▸ Written request 1:
Transcribe the Glastonbury passage below, starting with "We were in Glastonbury" and going on through "rationalising that away.".
▸ Written request 2:
According to the Glastonbury passage below, why might the place have seemed like France rather than England? Answer in one to three sentences.

▸ Source text:
■ ■ ■ ■

*
‘It doesn’t feel like we’re in England. It feels like we’re in France or something.’
No idea why France in particular except, perhaps, that my memories of that country shimmer with light and heat, and the sun was beating down that day.
Such days, in an English summer, are still rare and may be that, to my mind, made the place suitably ‘other’?
How habitual it is to rationalise.
Almost second nature, as if one nature were not more than enough!
We were in Glastonbury for a symposium, a weekend of alternative lectures and radical thinking…
We ‘knew nothing’ of the vesica then even though we had read Michell’s ‘…View…’ some years before.
‘It’s like any book. Some things stick. Some things don’t.’
We knew, though, that we would be returning to Glastonbury and there was no rationalising that away.

■ ■ ■ ■

▸ Data extract:

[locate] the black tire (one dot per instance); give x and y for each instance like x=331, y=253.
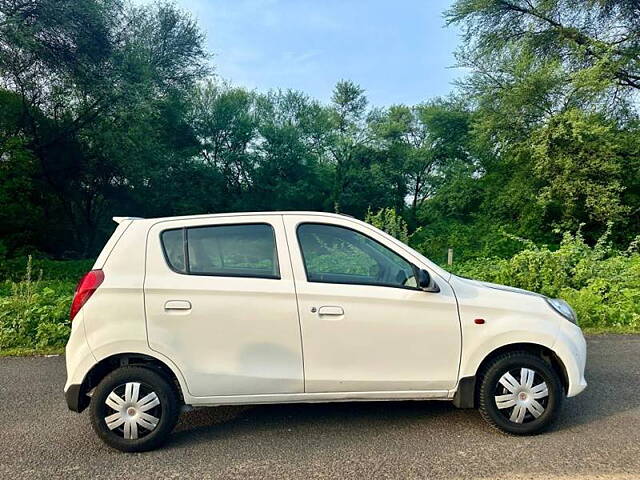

■ ■ ■ ■

▸ Full output 1:
We were in Glastonbury for a symposium, a weekend of alternative lectures and radical thinking…
We ‘knew nothing’ of the vesica then even though we had read Michell’s ‘…View…’ some years before.
‘It’s like any book. Some things stick. Some things don’t.’
We knew, though, that we would be returning to Glastonbury and there was no rationalising that away.

▸ Full output 2:
The narrator's memories of France shimmer with light and heat, and the sun was beating down that day. Such days are still rare in an English summer, which may have made the place seem suitably 'other'.